_Prompt_
Every line holding "water" should be copied from the records below.

────────────────

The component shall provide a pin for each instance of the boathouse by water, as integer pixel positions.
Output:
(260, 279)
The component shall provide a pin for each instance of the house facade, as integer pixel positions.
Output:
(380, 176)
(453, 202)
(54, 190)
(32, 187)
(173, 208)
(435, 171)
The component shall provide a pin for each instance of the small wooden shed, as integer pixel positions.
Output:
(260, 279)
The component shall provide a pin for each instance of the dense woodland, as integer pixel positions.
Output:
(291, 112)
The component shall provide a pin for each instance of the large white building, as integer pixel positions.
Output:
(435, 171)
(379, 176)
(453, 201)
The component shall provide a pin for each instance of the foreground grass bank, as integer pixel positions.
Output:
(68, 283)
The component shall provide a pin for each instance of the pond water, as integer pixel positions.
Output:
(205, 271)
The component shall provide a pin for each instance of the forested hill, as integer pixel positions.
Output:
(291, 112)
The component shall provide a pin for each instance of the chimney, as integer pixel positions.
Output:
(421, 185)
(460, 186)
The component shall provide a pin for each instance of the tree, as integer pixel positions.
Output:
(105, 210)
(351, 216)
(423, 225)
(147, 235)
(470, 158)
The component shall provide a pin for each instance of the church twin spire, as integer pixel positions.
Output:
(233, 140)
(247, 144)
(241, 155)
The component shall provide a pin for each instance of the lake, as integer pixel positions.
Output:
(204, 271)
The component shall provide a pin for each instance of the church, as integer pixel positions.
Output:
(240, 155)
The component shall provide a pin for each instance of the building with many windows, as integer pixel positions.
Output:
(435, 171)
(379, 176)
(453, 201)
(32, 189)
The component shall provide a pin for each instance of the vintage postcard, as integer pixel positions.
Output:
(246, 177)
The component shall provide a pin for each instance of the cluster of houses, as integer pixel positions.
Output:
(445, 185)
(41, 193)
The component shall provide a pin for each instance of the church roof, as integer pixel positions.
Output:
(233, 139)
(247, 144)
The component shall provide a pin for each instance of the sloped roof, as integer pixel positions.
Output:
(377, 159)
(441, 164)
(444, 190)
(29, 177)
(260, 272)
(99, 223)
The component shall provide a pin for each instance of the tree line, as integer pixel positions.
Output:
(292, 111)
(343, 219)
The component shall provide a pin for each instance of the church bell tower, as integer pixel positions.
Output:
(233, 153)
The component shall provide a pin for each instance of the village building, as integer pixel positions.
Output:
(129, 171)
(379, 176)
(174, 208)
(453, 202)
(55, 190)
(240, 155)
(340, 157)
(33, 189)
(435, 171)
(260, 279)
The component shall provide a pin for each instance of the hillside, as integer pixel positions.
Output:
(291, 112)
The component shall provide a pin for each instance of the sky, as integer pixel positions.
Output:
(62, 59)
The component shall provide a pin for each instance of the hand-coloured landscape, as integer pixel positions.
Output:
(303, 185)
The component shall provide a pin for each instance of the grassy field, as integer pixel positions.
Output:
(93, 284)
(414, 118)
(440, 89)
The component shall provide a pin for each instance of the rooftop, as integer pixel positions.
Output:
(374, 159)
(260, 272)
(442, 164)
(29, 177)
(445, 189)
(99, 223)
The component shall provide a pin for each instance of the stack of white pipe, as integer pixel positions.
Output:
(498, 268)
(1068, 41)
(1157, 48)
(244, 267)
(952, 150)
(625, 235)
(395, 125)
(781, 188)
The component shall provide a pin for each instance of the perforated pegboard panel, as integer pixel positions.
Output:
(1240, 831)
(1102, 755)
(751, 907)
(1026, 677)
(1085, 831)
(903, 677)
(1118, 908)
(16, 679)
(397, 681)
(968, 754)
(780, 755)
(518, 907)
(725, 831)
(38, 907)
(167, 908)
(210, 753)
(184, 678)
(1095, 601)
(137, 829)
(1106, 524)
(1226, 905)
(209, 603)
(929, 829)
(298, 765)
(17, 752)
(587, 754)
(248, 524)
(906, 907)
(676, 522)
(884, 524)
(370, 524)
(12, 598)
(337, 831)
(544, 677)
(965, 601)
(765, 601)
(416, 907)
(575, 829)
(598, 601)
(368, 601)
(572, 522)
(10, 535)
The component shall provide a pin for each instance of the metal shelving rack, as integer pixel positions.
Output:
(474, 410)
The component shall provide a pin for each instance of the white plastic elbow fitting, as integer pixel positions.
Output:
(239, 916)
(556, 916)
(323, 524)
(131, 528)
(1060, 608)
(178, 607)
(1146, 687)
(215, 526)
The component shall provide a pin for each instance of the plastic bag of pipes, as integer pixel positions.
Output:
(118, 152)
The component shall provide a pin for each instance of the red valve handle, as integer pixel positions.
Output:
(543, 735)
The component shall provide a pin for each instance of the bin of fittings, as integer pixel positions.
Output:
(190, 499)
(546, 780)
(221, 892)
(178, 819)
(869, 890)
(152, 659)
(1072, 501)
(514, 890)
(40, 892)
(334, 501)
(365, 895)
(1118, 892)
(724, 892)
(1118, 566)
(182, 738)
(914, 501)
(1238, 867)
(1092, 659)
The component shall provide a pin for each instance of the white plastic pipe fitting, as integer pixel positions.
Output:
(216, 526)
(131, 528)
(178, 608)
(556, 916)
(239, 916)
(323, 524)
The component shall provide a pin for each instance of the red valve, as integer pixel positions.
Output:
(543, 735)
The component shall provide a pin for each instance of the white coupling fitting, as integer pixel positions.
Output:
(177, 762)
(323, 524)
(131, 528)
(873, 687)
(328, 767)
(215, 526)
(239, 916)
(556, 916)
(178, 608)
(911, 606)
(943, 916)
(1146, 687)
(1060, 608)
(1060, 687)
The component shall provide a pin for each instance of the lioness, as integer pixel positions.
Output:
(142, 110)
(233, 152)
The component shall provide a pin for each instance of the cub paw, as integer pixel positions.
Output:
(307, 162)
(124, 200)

────────────────

_Your response_
The component shall provide a pin for each instance of the boathouse by water, as integer pixel positions.
The component shall provide a pin for each instance of the pond water, as integer pixel positions.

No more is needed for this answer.